* TASK BRIEF *
Take the material below and write it all out again exactly.

Dataset records:
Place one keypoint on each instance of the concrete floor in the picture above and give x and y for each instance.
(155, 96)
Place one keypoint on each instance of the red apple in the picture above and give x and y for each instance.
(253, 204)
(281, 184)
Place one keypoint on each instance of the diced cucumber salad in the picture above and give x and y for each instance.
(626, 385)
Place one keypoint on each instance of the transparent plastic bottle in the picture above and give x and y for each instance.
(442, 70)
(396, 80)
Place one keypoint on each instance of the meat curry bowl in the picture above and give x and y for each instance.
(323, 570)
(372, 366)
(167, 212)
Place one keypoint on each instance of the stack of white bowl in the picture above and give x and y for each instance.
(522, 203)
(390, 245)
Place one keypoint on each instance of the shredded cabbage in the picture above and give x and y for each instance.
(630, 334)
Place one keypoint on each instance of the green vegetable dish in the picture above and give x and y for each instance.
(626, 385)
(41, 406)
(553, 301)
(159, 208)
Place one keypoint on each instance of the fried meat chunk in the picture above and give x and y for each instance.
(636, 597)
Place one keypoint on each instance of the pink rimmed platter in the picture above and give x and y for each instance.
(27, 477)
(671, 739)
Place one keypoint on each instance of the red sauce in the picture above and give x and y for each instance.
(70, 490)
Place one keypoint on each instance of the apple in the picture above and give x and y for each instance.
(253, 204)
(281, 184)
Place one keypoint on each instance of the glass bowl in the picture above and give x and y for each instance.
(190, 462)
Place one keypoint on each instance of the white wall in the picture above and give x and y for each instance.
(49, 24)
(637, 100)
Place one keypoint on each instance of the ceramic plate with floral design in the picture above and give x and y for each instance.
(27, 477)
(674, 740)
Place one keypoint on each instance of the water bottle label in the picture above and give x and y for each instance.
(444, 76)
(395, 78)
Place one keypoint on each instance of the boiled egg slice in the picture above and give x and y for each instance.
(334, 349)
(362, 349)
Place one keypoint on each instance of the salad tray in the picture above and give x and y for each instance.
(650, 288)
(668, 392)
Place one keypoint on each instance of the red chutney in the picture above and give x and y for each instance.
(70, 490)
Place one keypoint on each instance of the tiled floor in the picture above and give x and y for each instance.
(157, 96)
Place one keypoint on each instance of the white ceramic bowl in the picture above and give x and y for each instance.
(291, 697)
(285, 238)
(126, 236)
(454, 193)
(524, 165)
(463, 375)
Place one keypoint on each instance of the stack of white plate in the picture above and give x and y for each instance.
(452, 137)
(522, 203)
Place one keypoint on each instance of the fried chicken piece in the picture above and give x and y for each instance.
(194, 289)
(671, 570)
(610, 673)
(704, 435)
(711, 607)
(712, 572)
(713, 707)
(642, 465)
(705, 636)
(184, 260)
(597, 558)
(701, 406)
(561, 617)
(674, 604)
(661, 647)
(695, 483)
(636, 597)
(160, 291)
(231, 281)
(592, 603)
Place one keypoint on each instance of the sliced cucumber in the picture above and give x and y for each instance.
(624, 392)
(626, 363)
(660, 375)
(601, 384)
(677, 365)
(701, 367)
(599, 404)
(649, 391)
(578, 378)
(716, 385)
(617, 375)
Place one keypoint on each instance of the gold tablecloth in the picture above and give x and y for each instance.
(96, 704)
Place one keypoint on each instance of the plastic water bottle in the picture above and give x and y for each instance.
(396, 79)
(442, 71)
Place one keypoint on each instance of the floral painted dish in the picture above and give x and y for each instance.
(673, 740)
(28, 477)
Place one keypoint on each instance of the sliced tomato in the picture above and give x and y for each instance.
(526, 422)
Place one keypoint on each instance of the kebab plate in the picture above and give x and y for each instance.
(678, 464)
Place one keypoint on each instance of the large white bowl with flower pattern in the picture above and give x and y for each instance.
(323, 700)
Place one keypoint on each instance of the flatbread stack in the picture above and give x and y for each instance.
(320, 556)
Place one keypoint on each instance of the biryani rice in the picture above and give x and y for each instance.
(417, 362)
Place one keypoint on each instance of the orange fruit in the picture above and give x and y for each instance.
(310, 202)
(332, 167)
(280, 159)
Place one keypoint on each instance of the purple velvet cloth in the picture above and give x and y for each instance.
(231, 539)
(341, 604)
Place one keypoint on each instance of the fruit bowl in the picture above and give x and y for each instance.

* SOLVED PROBLEM *
Place one keypoint on each instance of the concrete floor in the picture above and give x and y for each instance.
(155, 96)
Place one keypoint on each instance of the red apple in the picture above and give x and y for each instance.
(253, 204)
(281, 184)
Place one keypoint on each instance of the diced cucumber salad in the picture above and give x and y for each instance.
(626, 385)
Place one keypoint on each instance of the transparent plastic bottle in the picture above and give x and y for each instance.
(442, 70)
(396, 80)
Place one keypoint on each instance of the meat curry bowl in the picture above and give x and y for each instance.
(323, 570)
(372, 366)
(167, 212)
Place one keypoint on each instance of the stack of white bowl in the picture above and give x and y for each instance.
(522, 203)
(390, 245)
Place one keypoint on each instance of the shredded cabbage in the picture above and give x and y for each instance.
(630, 334)
Place one keypoint on each instance of the green vegetable dish in the picture above and give x and y for each instance.
(626, 385)
(41, 406)
(553, 301)
(159, 208)
Place one keypoint on each instance of the fried meat chunk in the picture above and give x and y for each instance.
(636, 597)
Place one keypoint on each instance of the pink rimmed platter in the picture above and give x and y for each instance.
(27, 477)
(671, 739)
Place one keypoint on each instance of the red sauce in the picture above and give x and y for each instance.
(70, 490)
Place one keypoint on each instance of the apple in the picture above and give x and y for each instance.
(253, 204)
(281, 184)
Place one keypoint on each instance of the glass bowl in the picture above and give x and y for each instance.
(190, 462)
Place one keypoint on each instance of the white wall in the picture above and give x and y for each instance.
(49, 24)
(637, 100)
Place one keypoint on each instance of the ceramic plate with floral design in the picture above and give x and y for each instance.
(27, 477)
(674, 740)
Place one keypoint on each instance of the water bottle label in the picture above and give x and y for each instance.
(444, 76)
(395, 78)
Place one keypoint on each instance of the boiled egg slice in the picture above and give x and y for each instance.
(334, 349)
(362, 349)
Place one keypoint on each instance of the salad tray in the picture above and give x and y for each instance.
(650, 288)
(668, 392)
Place one keypoint on each instance of the red chutney in the picture above and give x and y for each instance.
(70, 490)
Place one keypoint on each instance of the tiled floor in the picture above and give x and y for each instance.
(157, 96)
Place one keypoint on each instance of the white ceramic bowl in the picture above and give x and y for each instance.
(291, 697)
(285, 238)
(126, 236)
(454, 193)
(524, 165)
(463, 375)
Place one keypoint on each instance of the stack of white plate in the picture above and give x and y for each instance.
(452, 137)
(522, 203)
Place one keypoint on each instance of the fried chicken piece in the picture above and give x and y for each instance.
(194, 289)
(671, 570)
(610, 673)
(704, 435)
(711, 607)
(712, 572)
(713, 707)
(642, 465)
(705, 636)
(184, 260)
(597, 558)
(701, 406)
(561, 617)
(674, 604)
(661, 647)
(695, 483)
(636, 597)
(160, 291)
(231, 281)
(592, 603)
Place one keypoint on each instance of the sliced cucumber in the picture above and give x and y for each instance.
(624, 392)
(626, 363)
(660, 375)
(601, 384)
(677, 365)
(701, 367)
(599, 404)
(649, 391)
(578, 378)
(716, 385)
(617, 375)
Place one keypoint on each instance of the gold tablecloth in the picture above and give x and y for each instance.
(96, 704)
Place one keypoint on each instance of the plastic water bottle in the picture above and give x and y for each instance.
(396, 79)
(442, 71)
Place one keypoint on each instance of the floral painted dish in the picture above and give x and y for each instance.
(673, 740)
(28, 477)
Place one keypoint on each instance of the sliced tomato in the picture above and give x and y for each instance.
(526, 422)
Place one keypoint on each instance of the kebab plate in the picture above and give x and y for each instance.
(678, 464)
Place one keypoint on each instance of the large white bowl with flower pattern in the picture above and give x and y for each instance.
(323, 700)
Place one keypoint on each instance of the flatbread stack in the picture above and give x and y for each instance.
(320, 556)
Place one keypoint on each instance of the biryani rice in the picture above and give x and y for each instance.
(417, 362)
Place one keypoint on each instance of the orange fruit in the picture above and give x and y for each instance.
(310, 202)
(332, 167)
(280, 159)
Place one keypoint on each instance of the purple velvet cloth in the picture above and give x and y for each instance.
(231, 539)
(341, 604)
Place one keypoint on each instance of the fruit bowl in the picture above and give x and y for each instance.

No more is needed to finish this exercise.